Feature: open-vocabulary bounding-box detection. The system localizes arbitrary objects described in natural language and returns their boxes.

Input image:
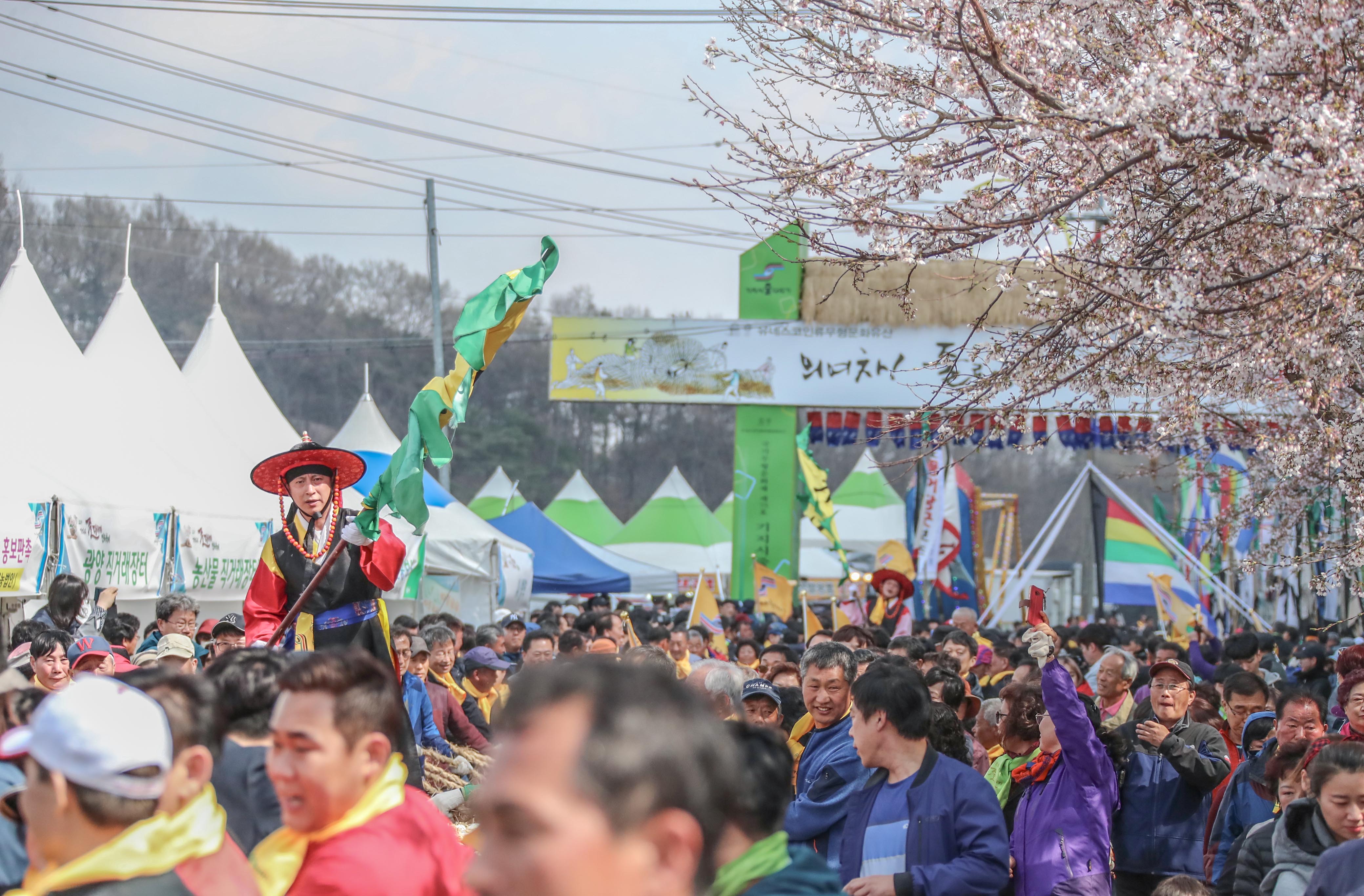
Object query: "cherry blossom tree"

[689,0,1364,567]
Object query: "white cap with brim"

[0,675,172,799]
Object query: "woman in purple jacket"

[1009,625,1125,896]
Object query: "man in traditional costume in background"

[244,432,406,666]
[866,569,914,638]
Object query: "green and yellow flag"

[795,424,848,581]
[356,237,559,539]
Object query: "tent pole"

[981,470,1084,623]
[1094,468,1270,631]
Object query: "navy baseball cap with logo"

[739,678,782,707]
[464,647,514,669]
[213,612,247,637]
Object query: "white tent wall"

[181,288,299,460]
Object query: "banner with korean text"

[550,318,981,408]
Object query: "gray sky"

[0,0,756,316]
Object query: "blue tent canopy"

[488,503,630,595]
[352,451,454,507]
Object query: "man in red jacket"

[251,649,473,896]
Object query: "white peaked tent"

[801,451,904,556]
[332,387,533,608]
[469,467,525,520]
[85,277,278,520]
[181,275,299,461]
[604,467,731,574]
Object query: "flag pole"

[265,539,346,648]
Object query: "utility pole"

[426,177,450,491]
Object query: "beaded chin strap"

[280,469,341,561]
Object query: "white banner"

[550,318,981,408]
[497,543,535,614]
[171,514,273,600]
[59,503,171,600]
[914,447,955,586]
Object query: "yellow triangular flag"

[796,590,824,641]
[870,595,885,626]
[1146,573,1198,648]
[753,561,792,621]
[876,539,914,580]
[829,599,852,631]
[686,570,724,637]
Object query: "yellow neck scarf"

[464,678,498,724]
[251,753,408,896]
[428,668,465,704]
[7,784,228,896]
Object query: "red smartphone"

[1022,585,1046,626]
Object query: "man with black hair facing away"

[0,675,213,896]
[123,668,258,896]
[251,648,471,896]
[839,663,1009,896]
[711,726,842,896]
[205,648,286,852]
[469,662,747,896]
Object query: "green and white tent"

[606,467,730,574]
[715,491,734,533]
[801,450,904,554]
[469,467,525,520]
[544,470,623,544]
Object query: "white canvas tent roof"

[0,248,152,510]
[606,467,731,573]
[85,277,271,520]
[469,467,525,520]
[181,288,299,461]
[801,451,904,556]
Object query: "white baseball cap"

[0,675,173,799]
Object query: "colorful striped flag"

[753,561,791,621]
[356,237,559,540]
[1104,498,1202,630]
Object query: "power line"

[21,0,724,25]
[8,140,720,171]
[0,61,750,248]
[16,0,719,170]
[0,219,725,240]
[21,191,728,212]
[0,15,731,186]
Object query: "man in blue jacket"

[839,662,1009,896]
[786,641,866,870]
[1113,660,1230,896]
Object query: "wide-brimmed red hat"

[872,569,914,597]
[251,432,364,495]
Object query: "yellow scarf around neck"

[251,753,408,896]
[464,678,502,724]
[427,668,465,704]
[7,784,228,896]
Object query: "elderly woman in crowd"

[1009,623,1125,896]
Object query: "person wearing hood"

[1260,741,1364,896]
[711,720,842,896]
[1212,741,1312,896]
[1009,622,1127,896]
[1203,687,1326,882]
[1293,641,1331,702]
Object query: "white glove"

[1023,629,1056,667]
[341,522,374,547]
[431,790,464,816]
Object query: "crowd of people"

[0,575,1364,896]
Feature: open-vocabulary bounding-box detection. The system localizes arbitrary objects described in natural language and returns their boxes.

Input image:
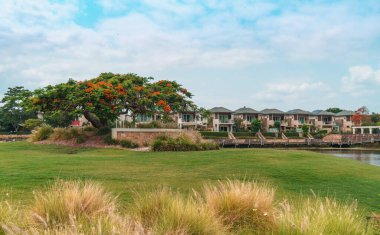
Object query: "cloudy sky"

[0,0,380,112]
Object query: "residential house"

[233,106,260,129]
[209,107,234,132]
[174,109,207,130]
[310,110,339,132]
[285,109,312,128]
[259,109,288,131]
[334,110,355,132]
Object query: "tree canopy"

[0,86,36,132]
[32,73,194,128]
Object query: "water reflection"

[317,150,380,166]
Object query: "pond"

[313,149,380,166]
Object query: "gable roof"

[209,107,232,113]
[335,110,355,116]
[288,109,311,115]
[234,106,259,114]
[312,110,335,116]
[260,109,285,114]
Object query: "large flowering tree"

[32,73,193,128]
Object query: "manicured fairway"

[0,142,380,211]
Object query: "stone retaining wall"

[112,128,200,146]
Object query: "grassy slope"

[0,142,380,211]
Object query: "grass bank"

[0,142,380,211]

* * *

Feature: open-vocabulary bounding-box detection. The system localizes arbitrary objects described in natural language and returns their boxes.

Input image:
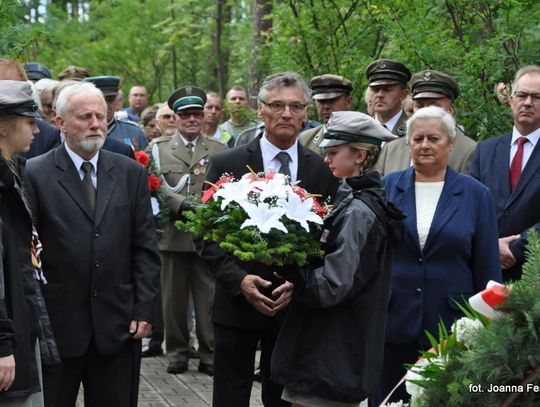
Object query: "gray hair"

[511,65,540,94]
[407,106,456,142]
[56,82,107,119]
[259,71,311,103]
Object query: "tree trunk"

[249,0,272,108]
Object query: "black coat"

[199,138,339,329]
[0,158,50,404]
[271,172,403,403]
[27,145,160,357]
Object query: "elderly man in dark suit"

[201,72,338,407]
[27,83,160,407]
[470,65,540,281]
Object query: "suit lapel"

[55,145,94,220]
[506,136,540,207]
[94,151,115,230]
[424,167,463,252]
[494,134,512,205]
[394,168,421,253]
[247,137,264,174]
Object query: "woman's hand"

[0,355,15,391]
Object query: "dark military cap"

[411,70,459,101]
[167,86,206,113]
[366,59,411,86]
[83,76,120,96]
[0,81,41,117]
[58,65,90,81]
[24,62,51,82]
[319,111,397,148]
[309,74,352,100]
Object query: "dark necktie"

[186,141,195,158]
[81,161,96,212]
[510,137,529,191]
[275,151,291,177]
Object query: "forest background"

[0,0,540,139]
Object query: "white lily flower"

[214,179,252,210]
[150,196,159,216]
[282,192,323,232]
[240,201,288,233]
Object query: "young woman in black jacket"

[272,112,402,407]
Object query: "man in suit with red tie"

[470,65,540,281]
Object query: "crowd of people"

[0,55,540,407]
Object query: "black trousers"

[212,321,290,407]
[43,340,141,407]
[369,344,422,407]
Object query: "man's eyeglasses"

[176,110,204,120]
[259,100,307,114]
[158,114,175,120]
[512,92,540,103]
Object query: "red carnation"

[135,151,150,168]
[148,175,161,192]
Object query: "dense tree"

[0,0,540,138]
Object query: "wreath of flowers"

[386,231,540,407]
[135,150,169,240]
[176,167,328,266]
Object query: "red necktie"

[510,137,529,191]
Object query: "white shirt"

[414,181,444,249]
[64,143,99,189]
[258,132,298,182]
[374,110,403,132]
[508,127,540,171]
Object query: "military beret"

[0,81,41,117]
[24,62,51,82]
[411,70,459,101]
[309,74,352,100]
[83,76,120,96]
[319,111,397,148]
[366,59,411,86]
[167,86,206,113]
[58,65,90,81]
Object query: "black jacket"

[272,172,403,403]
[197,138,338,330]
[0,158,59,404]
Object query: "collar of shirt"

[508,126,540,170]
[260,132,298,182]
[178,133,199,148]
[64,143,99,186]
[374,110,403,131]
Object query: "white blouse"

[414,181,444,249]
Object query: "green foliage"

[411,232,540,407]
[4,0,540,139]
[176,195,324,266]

JOB :: Copy, unchanged, every line from the one containing "man in dark" through the one containing "[369,344,422,407]", including both of those lines.

CORRECT ANSWER ::
Object query: "elderly man in dark suit"

[201,72,338,407]
[27,83,160,407]
[470,65,540,281]
Object query: "suit lapel"

[55,145,94,220]
[506,136,540,207]
[94,151,115,230]
[424,167,463,252]
[494,134,512,205]
[394,168,421,253]
[247,137,264,174]
Object query: "woman's hand"

[0,355,15,391]
Object query: "dark military cap"

[411,70,459,101]
[167,86,206,113]
[366,59,411,86]
[83,76,120,96]
[0,81,41,117]
[58,65,90,81]
[24,62,51,82]
[319,111,397,148]
[309,74,352,100]
Object query: "dark necktie"

[186,141,195,158]
[81,161,96,212]
[510,137,529,191]
[275,151,291,177]
Object query: "forest background"

[0,0,540,139]
Object query: "white lily flower"

[214,179,252,210]
[150,196,159,216]
[282,192,323,232]
[240,201,288,233]
Object query: "young woman in black jacket"

[272,112,402,407]
Object query: "man in suit with red tie"

[470,65,540,281]
Object query: "crowd of people"

[0,55,540,407]
Object query: "black trousers"

[212,321,290,407]
[43,340,141,407]
[369,344,422,407]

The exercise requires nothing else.